> _Goal_
Return the records exactly as they are.
****************
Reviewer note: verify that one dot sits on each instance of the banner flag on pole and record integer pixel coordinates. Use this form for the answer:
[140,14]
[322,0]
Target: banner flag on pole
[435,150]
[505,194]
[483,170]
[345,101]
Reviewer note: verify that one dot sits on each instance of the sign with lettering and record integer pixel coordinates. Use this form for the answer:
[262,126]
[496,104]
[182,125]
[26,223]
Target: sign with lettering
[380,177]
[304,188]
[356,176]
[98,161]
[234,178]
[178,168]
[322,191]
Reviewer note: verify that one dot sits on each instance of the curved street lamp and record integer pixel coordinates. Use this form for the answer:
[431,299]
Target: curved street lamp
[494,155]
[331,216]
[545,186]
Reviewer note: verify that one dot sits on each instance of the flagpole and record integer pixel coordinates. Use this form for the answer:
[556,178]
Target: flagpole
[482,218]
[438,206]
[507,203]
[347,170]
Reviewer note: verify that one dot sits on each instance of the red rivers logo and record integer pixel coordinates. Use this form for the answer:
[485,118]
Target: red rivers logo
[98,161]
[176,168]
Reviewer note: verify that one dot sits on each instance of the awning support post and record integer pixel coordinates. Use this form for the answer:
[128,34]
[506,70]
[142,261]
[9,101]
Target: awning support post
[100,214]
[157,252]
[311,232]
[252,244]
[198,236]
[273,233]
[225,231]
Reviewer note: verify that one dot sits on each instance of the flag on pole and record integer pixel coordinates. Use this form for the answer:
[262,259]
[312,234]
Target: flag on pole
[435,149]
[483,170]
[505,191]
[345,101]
****************
> _Solution to the problem_
Reviewer note: verify that one dot sits on each instance of the banner flag on pole and record integer pixel coordinates. Use this form for the answer:
[140,14]
[322,0]
Target: banner flag on pole
[435,150]
[505,194]
[483,170]
[345,101]
Reviewer note: verify that one dot sits on each instance of the sign with lettering and record integer pixel coordinates. Use this form for the answer:
[262,126]
[496,104]
[182,125]
[26,223]
Target: sign with lettering
[380,177]
[304,188]
[356,176]
[98,161]
[234,178]
[178,168]
[322,191]
Reviewer note: verify that one dot sits on each instance of the curved street lamp and record integer pixel coordinates. Use this form for the answer:
[431,299]
Target: curved street lamp
[494,155]
[331,216]
[545,186]
Reviewer note: verify that one dot sits on each instance of the flagpole and record integer pixel coordinates. Use this form for the answer:
[556,178]
Target: flagpole
[482,218]
[438,206]
[507,203]
[347,170]
Reviewer note: verify that one dot sits on each instance of the red rivers logo and record integer pixel coordinates. Use this form for the answer:
[485,118]
Target: red rivers logo
[98,161]
[176,168]
Reviewer note: verify that one dot sits on each instance of the awning support post and record integer pixel coordinates. Use this form for the answer:
[128,34]
[506,70]
[142,261]
[9,101]
Target: awning support post
[100,214]
[157,252]
[311,232]
[252,244]
[198,236]
[273,233]
[225,231]
Reviewer note: verify that one dot sits on each instance of the flag on pole and record integer pixel coordinates. Use this form for the answer:
[262,259]
[312,234]
Target: flag on pole
[435,149]
[483,170]
[505,191]
[345,101]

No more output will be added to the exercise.